Sayfa metni:
|---|

Bizi Takip Edin

ORTADOĞU

İsrail hapishaneleri: Cehenneme hoş geldiniz!

Yayınlanma

İsrailli insan hakları kuruluşu B’Tselem, Filistinlilerin, fiziksel ve cinsel şiddet, aç bırakılma ve uykudan mahrum bırakılma gibi ağır işkencelere maruz kaldığı İsrail hapishanelerinin “işkence kamplarına” dönüştüğünü belirtti.

B’Tselem’in, “Cehenneme hoş geldiniz: İsrail hapishaneleri işkence kampları ağına dönüştü” başlıklı çeşitli dillerde yayımladığı raporunda, 30’u işgal altındaki Doğu Kudüs ve Batı Şeria’dan, 21’i Gazze Şeridi’nden ve 4’ü İsrail vatandaşı Araplardan olmak üzere İsrail hapishanelerinde kalmış 55 Filistinlinin ifadelerine yer verildi.

Aralarında doktorlar, akademisyen kadınlar, avukatlar, üniversite öğrencileri, çocuklar ve siyasi liderlerin de bulunduğu eski tutuklular, İsrail’in Gazze’ye saldırılarını başlattığı 7 Ekim 2023’ten sonra İsrail hapishanelerinde yaşadıklarını aktardı.

|---|

Problemler:
(1) İsrail hapishaneleri haberinde "Bizi Takip Edin" sözlerinden başlayıp aşağıya doğru "hapishanelerinde yaşadıklarını aktardı." sözlerine kadar uzanan her şeyi hiç değiştirmeden yeniden yazın.
(2) İsrail hapishaneleriyle ilgili haberi son cümlesinin ardından sürdürün.

(Veri kümesi alıntısı)
|---|

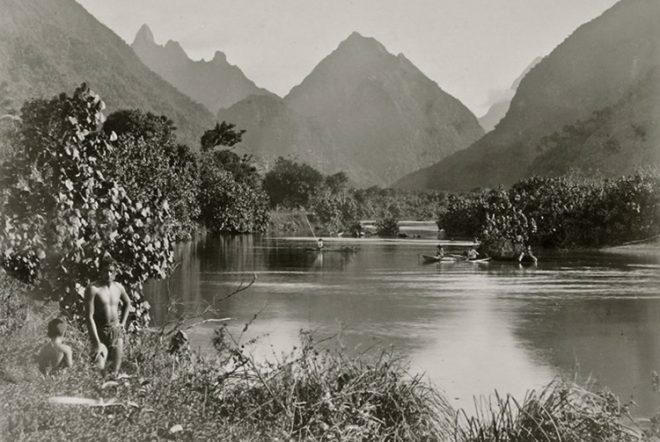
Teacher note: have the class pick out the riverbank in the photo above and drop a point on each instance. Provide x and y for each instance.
(308, 394)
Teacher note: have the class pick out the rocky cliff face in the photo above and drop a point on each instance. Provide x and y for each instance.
(364, 111)
(216, 84)
(48, 47)
(597, 67)
(500, 106)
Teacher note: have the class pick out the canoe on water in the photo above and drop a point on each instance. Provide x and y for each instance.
(430, 259)
(339, 250)
(478, 260)
(526, 261)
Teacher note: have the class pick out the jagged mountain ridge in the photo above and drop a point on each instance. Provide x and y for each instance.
(216, 84)
(51, 46)
(364, 111)
(591, 70)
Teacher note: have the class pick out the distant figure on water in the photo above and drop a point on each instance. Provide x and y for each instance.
(104, 298)
(55, 355)
(528, 251)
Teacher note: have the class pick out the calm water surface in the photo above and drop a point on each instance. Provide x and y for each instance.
(470, 328)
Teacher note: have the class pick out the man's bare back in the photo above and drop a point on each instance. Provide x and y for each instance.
(103, 300)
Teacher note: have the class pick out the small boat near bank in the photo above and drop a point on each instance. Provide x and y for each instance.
(429, 259)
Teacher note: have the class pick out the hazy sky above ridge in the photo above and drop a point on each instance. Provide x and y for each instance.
(473, 49)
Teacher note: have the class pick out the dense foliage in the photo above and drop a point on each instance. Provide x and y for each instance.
(290, 184)
(62, 211)
(558, 212)
(231, 198)
(339, 206)
(229, 205)
(151, 165)
(387, 227)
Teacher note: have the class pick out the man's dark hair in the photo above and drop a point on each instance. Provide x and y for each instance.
(56, 328)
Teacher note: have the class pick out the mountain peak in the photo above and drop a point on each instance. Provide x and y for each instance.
(357, 41)
(219, 57)
(175, 49)
(145, 34)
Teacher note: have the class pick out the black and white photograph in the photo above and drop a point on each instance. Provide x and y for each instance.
(330, 220)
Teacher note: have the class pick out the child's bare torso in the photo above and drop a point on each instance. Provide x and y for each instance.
(106, 303)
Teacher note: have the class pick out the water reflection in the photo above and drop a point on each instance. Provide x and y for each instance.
(470, 328)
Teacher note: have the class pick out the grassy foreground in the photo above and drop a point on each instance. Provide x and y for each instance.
(309, 394)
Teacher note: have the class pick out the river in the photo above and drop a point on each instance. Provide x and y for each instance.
(470, 328)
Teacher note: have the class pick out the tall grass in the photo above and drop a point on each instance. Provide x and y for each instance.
(313, 393)
(560, 412)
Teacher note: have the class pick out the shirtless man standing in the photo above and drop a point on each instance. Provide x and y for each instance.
(102, 301)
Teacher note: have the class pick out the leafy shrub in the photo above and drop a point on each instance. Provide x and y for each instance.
(561, 412)
(387, 227)
(151, 165)
(230, 206)
(463, 216)
(61, 212)
(559, 212)
(290, 184)
(336, 209)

|---|

Çıktılar:
(1)
Bizi Takip Edin

ORTADOĞU

İsrail hapishaneleri: Cehenneme hoş geldiniz!

Yayınlanma

İsrailli insan hakları kuruluşu B’Tselem, Filistinlilerin, fiziksel ve cinsel şiddet, aç bırakılma ve uykudan mahrum bırakılma gibi ağır işkencelere maruz kaldığı İsrail hapishanelerinin “işkence kamplarına” dönüştüğünü belirtti.

B’Tselem’in, “Cehenneme hoş geldiniz: İsrail hapishaneleri işkence kampları ağına dönüştü” başlıklı çeşitli dillerde yayımladığı raporunda, 30’u işgal altındaki Doğu Kudüs ve Batı Şeria’dan, 21’i Gazze Şeridi’nden ve 4’ü İsrail vatandaşı Araplardan olmak üzere İsrail hapishanelerinde kalmış 55 Filistinlinin ifadelerine yer verildi.

Aralarında doktorlar, akademisyen kadınlar, avukatlar, üniversite öğrencileri, çocuklar ve siyasi liderlerin de bulunduğu eski tutuklular, İsrail’in Gazze’ye saldırılarını başlattığı 7 Ekim 2023’ten sonra İsrail hapishanelerinde yaşadıklarını aktardı.

(2)
İsrail hapishanelerinde tutulan Filistinliler, cezaevlerinde cinsel şiddet, aşağılanma, aç bırakılma, keyfi ve ağır şiddete dahil olmak üzere sürekli kötü muamele ve işkenceye dayanan sistematik bir politikanın uygulandığını kaydetti.

Filistinliler, İsrail hapishanelerinde kötü temizlik şartları, uykudan mahrum bırakma, ibadet engeli ve ibadet edilmesine yönelik cezalar, kişisel ve ortak eşyalara el konulması ile uygun tedavinin engellenmesi gibi durumlarla karşılaştıklarını ifade etti.

Raporda, şu ifadelere yer verildi: “İsrail hapishanelerinde kalan Filistinlilerin ifadeleri hem sivil hem askeri 12’den fazla cezaevinin, amacı insanlara kötü muamele etmek olan bir kampa dönüştürüldüğü hızlı bir operasyonun sonuçlarını ortaya koyuyor. Bir işkence kampı işlevi gören bu yerlere bir kez giren herkes en şiddetli acıyı, kasıtlı ve bitmeyen eziyeti çekmeye mahkûm oluyor.”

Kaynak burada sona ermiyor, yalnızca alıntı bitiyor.